Should you buy gold and silver instead of playing the stock market?


Fact Box

  • The history of gold goes back to 4,000 BC in Eastern Europe, where the precious metal was used decoratively, but it wasn't until 1,500 BC, in what is modern-day Egypt, that gold was deemed 'the recognized standard medium of exchange for international trade.' 
  • Fort Knox in southern Kentucky is also home to the US Bullion Depository, which stores 'about 4,600 metric tons of gold worth close to $200 billion. This represents 2.5 percent of all the gold ever refined.'
  • The gold standard, a 'monetary system where a country's currency or paper money has a value directly linked to gold,' was halted in the US in 1933, when currency switched to fiat money.
  • Of all metals, silver is the best conductor of heat and electricity and also the best reflector of visible light. Additionally, silver has medicinal properties and has been used to prevent infections for hundreds of years.

Belvin (Yes)

The stock market is volatile and, in times of trouble, may collapse--like it did in 1929 and again in 2008. Akin to gambling, the stock market is unpredictable, and investors can lose it all. But precious metals like gold and silver have a low correlation to the stock market, meaning gold is a hedge against inflation. If you own gold and silver, you will always own their value, as opposed to stocks which you can't truly possess.

It's not hard to sell gold and silver either, as they're considered 'highly liquid assets,' which are very easy to determine pricing for and sell. In fact, they're so high in liquidity that you could exchange them for cash on the spot. Fiat money and stock values fluctuate with the economy, but gold retains its value.

Since the beginning of time, gold has been valuable because it is “abundant enough to create coins [with] but rare enough so that not everyone can produce them.' If there were an economic crisis, you could still trade in gold. Many investors even have gold and silver hedges for that very reason because their value increases during stock crashes.

It's not a bad idea to invest in the stock market, but if you're sitting on a pile of gold, you won't have much to worry about if those stocks disappear or the economy collapses. With gold and silver, you don't even have to pay all those brokerage fees that go along with investing.

Supplied information
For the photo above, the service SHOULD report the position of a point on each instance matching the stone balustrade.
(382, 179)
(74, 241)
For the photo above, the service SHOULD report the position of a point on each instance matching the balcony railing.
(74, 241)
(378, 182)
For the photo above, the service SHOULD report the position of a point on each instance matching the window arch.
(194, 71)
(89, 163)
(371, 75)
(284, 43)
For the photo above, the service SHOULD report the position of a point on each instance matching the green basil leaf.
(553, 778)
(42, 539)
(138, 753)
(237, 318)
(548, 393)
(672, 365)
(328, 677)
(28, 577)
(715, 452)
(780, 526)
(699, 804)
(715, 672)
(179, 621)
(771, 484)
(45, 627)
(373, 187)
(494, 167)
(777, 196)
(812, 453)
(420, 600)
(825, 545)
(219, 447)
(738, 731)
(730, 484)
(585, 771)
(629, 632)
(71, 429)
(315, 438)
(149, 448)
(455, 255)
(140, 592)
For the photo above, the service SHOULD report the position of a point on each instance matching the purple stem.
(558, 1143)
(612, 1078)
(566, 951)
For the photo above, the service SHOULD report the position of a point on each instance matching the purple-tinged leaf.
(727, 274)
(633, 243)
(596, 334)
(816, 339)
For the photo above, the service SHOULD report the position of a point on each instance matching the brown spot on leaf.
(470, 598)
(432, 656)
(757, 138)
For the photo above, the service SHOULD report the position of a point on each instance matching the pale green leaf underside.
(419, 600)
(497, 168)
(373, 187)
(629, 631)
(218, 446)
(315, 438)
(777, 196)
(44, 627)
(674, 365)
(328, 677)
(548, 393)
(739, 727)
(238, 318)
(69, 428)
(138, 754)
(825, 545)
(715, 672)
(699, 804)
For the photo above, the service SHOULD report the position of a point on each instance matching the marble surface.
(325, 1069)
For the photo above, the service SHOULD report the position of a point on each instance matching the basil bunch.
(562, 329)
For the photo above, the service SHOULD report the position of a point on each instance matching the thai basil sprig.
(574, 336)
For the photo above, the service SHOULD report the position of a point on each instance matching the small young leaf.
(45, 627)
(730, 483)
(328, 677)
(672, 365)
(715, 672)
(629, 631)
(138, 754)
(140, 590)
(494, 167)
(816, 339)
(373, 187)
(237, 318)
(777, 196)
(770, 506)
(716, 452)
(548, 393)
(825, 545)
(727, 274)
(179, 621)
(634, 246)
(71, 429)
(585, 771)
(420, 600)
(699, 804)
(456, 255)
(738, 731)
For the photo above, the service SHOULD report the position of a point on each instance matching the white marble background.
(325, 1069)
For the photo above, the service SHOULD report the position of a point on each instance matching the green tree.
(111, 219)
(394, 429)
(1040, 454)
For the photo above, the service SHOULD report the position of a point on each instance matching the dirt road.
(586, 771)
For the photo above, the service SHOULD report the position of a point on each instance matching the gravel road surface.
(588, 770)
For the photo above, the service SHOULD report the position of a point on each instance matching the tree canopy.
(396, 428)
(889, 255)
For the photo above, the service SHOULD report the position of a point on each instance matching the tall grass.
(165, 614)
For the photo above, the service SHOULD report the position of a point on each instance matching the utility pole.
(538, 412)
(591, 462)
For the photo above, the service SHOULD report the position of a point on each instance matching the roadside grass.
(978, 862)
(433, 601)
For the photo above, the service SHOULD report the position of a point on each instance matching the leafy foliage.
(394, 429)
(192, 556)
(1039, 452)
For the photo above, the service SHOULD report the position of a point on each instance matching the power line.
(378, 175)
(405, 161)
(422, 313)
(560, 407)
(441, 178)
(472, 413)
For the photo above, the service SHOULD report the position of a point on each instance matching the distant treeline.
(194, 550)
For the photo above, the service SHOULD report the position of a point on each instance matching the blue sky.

Brief
Revise the gold-and-silver investment text, starting with "It's not hard" and going on through "during stock crashes.", so that "liquidity" becomes "marketability".

Solved problem
It's not hard to sell gold and silver either, as they're considered 'highly liquid assets,' which are very easy to determine pricing for and sell. In fact, they're so high in marketability that you could exchange them for cash on the spot. Fiat money and stock values fluctuate with the economy, but gold retains its value.

Since the beginning of time, gold has been valuable because it is “abundant enough to create coins [with] but rare enough so that not everyone can produce them.' If there were an economic crisis, you could still trade in gold. Many investors even have gold and silver hedges for that very reason because their value increases during stock crashes.